Exercise objective ->
Continue the piece on Ravenloft NPC character builds from the point where it stops.

First, there’s Ezmerelda.  Her spellcasting ability (as well as another rather well-known NPCs) didn’t strike me as very flavorful for the character concept, so instead, she’s a Dexterity-based, stealthy damage-dealing martial type.  Ravenloft is the perfect setting for the rare firearm using character.

I expect my party to run into her around level 5 or 6, and as she’s supposed to be pretty competent at what she does, I’ve made her a level 6 character: 5 levels of Fighter, using Matt Mercer’s Gunslinger archetype for fighters from DMs Guild, with a 1 level dip into rogue for sneak attack and expertise and to reflect her use of ambush tactics when hunting monsters.  If she ends up being the party’s ally against Strahd, she’ll advance to rogue 2 for cunning action some time after the characters reach 7th level, and then to fighter 6 just before they reach the finale, somewhere between the party’s 8th and 9th levels.

While accompanying the party, she’ll be a ranged combatant with strong single-target damage (much like a warlock or crossbow rogue), and a voice of experience when it comes to monster-hunting.


Next up is Ismark.  Another Dexterity based fighter, his role as a Burgomaster’s son has seen him receive some training in the more “refined” art of fencing.  Two-weapon fighting and the dual wielder feat give him decent damage potential with dual rapiers, while the Champion archetype makes him simple to run in combat as he’ll use the attack action and a bonus action for off-hand attacks, or take a shot with his longbow with the attack action.

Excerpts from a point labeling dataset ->
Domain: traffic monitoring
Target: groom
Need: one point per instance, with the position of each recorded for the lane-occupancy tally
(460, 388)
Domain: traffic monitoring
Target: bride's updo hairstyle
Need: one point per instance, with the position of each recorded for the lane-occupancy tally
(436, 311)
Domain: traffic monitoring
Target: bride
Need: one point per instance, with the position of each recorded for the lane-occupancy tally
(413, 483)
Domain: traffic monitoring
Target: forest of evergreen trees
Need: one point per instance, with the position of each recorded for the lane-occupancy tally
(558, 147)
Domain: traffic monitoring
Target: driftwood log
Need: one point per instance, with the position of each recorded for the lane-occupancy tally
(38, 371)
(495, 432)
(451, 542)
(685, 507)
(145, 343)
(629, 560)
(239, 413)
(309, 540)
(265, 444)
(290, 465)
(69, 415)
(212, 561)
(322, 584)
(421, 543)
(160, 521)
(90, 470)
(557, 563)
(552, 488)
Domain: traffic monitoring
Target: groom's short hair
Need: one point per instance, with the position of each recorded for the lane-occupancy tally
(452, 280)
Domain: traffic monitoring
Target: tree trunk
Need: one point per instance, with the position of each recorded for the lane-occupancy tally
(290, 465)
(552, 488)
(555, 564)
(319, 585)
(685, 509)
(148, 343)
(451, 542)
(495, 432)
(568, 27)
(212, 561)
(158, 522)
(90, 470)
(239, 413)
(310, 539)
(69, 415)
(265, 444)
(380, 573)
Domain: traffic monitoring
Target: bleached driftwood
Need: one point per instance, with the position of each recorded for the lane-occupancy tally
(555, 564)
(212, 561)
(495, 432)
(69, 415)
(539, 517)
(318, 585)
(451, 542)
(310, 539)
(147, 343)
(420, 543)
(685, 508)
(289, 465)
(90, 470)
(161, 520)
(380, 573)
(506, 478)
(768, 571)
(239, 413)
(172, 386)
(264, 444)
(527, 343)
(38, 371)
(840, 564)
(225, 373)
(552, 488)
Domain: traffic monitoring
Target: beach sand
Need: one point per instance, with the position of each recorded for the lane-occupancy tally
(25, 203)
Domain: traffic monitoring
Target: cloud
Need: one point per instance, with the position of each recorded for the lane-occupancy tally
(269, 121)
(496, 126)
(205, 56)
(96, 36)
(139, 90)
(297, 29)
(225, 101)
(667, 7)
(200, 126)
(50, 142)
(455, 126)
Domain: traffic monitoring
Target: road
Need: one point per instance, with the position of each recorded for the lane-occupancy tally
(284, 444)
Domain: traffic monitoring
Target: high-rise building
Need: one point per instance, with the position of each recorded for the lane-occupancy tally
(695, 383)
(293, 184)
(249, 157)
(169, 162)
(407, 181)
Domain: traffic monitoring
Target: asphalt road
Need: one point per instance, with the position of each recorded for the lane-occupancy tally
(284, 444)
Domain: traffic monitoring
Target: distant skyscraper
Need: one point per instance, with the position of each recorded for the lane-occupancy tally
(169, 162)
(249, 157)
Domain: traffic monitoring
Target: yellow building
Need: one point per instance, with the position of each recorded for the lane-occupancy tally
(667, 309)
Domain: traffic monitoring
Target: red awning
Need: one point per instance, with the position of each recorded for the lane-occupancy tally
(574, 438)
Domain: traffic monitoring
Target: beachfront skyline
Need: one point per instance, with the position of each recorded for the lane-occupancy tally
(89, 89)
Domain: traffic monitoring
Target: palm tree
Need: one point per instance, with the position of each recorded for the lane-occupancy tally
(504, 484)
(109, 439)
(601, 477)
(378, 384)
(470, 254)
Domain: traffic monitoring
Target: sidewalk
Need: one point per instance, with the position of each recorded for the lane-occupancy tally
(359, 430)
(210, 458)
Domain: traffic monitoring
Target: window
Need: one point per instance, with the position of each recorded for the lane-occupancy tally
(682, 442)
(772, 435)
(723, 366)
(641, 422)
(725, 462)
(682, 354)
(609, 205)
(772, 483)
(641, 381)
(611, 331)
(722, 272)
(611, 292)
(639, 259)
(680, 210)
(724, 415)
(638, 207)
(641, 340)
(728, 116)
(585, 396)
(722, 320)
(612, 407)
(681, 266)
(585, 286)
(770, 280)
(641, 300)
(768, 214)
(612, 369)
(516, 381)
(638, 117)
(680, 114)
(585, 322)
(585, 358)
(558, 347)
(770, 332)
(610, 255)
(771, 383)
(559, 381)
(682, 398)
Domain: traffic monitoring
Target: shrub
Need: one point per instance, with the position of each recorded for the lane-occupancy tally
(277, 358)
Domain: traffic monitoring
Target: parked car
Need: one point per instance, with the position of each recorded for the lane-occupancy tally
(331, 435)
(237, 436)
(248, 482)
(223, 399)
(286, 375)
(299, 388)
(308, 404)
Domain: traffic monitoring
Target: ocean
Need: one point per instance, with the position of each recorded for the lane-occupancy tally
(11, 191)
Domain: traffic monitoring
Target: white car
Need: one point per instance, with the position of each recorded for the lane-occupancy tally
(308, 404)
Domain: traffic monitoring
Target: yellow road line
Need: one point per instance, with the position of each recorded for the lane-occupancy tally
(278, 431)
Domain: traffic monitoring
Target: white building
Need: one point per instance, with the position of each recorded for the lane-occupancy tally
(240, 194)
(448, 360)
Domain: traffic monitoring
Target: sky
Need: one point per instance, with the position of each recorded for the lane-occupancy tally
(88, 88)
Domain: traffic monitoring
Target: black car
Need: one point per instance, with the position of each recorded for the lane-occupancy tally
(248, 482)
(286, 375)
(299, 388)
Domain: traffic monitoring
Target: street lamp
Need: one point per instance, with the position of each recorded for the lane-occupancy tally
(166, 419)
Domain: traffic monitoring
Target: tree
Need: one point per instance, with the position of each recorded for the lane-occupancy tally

Exercise response ->
He and Ireena are likely to join the party for a brief time after Death House, so they’re both 3rd level to match the party when they meet, but their builds will prevent them from dominating the action.  Ismark will have a bigger role to play in the early story, as he is due to marry the daughter of the Boyar of Graenseskov, a political marriage even more necessary now that the old Burgomaster has died and Ismark is single and heir-less.


Speaking of Ireena, she gets the EN5ider exclusive Noble class treatment.  This class, in the flavor of the 4th edition Warlord, adds a bit of support to the party.  She’s taken the Path of Bravery, the most martial of the subclasses.  A trio of limited-use-per-rest features include a 2-target “inspirational” heal action useable once per long rest, a single “use my action to give you an action” which gets better in what it allows the target to use as it increases in level and is useable once per short rest, and a reaction to reroll a failed save or ability check, also useable once per short rest.

She will be played as brave and strong-headed, and refusing to be Strahd’s victim, though her stubbornness often places her in harm’s way.  Medium armor and shields give her decent defenses, but she won’t be a front line combatant, running up only to deliver first aid to a fallen PC.  The Healer feat gives her additional support options, and she’ll begin play prepared for this with a healer’s kit.She will extend the over sized party’s hit point range between rests considerably and take some stress off the cleric.



Custom Player-Created Backgrounds

Now that I have a few 5e campaigns under my belt, I’ve started feeling like the PHB backgrounds are the one area of the game sadly lacking in diversity.  Many of them don’t seem to have very complimentary traits/ideals/bonds/flaws, and rolling randomly can often come up with seemingly contradictory results that require some hand waving and jumping through mental hoops to justify.

So many just don’t make sense or give any kind of synergistic benefits to the majority of classes, so you’re left with hundreds of sage wizards proficient in Intelligence skills (or dextrous casters with a checkered past for the stealth option), charlatan, criminal, and urchin rogues, and soldier fighters/paladins.

I’m going to experiment with allowing my players to come up with their own custom backgrounds with a set of personalized traits/ideals/bonds/flaws.  We’ll see how it goes.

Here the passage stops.